Permintaan:
Kutip bagian teks tentang keterlibatan perempuan dalam kegiatan desa di antara "Risma mengingat pada" dan "dari Sekretaris Desa.", termasuk kedua batas itu, tanpa mengubah satu kata pun.

Kutipan Teks:
....
Risma mengingat pada sebuah forum desa yang ia ikuti itu, para petinggi desa menyampaikan rincian kebutuhan anggaran, tanpa membuka kesepakatan dengan warga yang hadir. Atas hal itu, Risma menyatakan ketidaksetujuannya. Seharusnya, menurut Risma  rincian anggaran dibuat bersama warga, agar lebih jelas dan transparan. Namun usulan itu tidak diindahkan oleh perangkat desa yang hadir. Hal ini berujung tak pernah ada undangan rapat desa lagi yang datang padanya. Sampai saat ini, Risma masih terus mengikuti perkembangan desanya. Walau tidak bisa langsung memberi pendapat, ia peroleh informasi desa dari Sekretaris Desa.

Pengalaman Risma berbeda dengan Tessa. Tessa tinggal di salah satu desa yang dipimpin oleh seorang perempuan. Sebuah desa di Kabupaten Bandung. Tessa banyak dilibatkan oleh Ibu Kepala Desa, baik dalam musyawarah desa maupun dalam kegiatan-kegiatan desa. Tessa bukan hanya sebagai partisipan tetapi juga bertanggung jawab mengelola kegiatan desa. Menjadi panitia lomba desa, bertanggung jawab mengundang perempuan lain dalam musyawarah desa adalah bagian dari aktivitasnya. Perempuan berusia 21 tahun ini dipercaya kepala desa menjadi guru di sekolah agama dan guru ngaji di desa. Ecca, demikian Tessa sering dipanggil, sudah 2 tahun menjadi pendamping Bale Remaja (Bare), sebuah komunitas remaja di desa untuk mendiskusikan persoalan-persoalan yang berkaitan dengan kehidupan remaja. Ia peroleh pengetahuan itu dari Sapa Institute. Lalu dengan pengetahuan itu ia ajarkan kepada remaja-remaja di desa. Aktivitas Ecca didukung oleh kepala desa.

Perjalanan Tessa untuk bisa percaya diri dan aktif dalam kegiatan-kegiatan desa tidaklah mulus. Selepas lulus SMA, keluarga terutama kaka-kakaknya meminta Tessa untuk segera menikah. “Warisan tidak akan dibagi selagi saya belum menikah,” tutur Tessa. Sebagai anak terakhir, Eca merasa sedih. Mimpi untuk melanjutkan ke jenjang strata 1 terhambat. “Saya tidak mau menikah muda seperti temen-temen saya yang lain. Saya masih ingin belajar,” sambungnya.
....
Data Tercatat:
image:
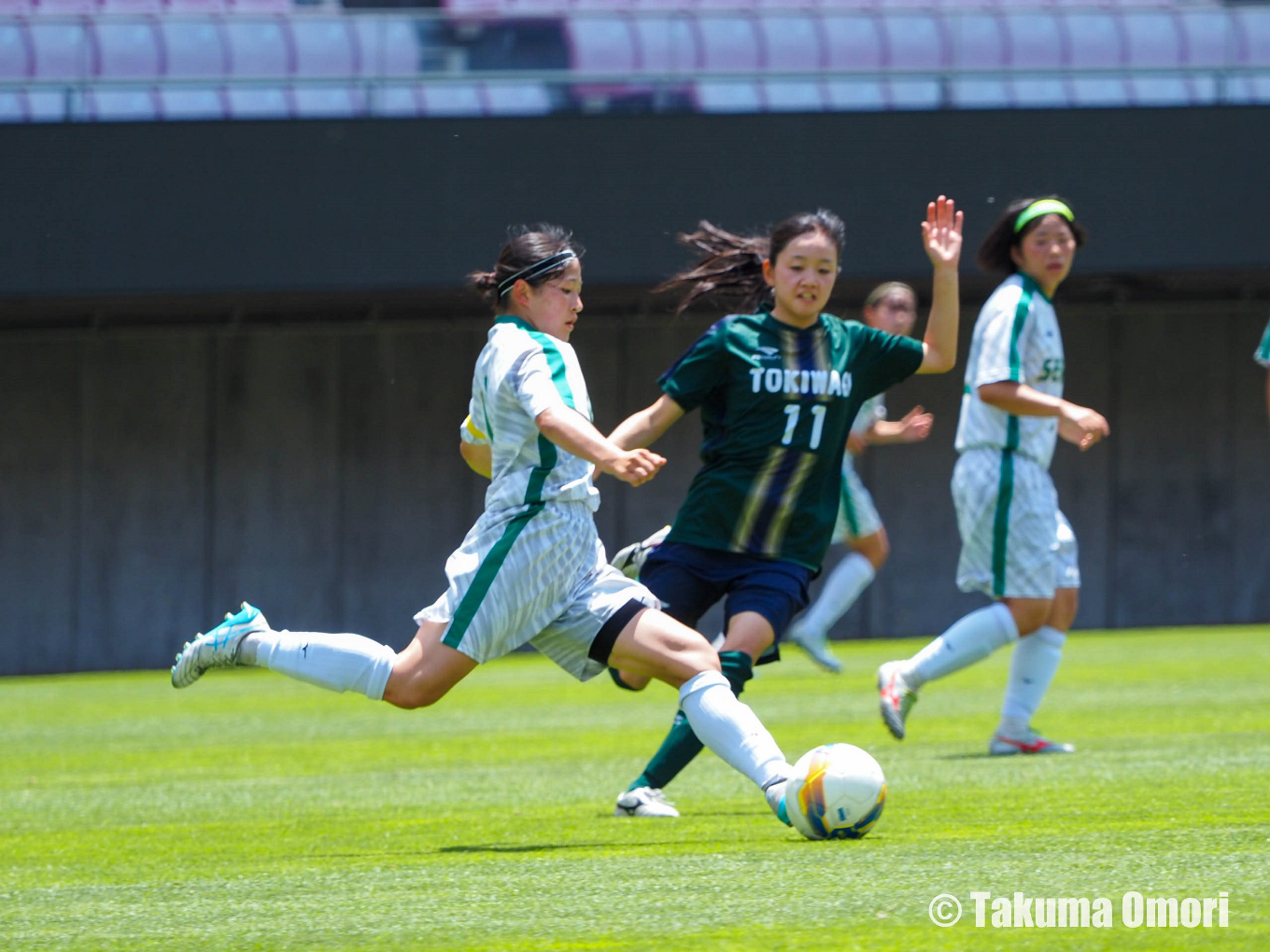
....
Jawaban Tugas:
Risma mengingat pada sebuah forum desa yang ia ikuti itu, para petinggi desa menyampaikan rincian kebutuhan anggaran, tanpa membuka kesepakatan dengan warga yang hadir. Atas hal itu, Risma menyatakan ketidaksetujuannya. Seharusnya, menurut Risma  rincian anggaran dibuat bersama warga, agar lebih jelas dan transparan. Namun usulan itu tidak diindahkan oleh perangkat desa yang hadir. Hal ini berujung tak pernah ada undangan rapat desa lagi yang datang padanya. Sampai saat ini, Risma masih terus mengikuti perkembangan desanya. Walau tidak bisa langsung memberi pendapat, ia peroleh informasi desa dari Sekretaris Desa.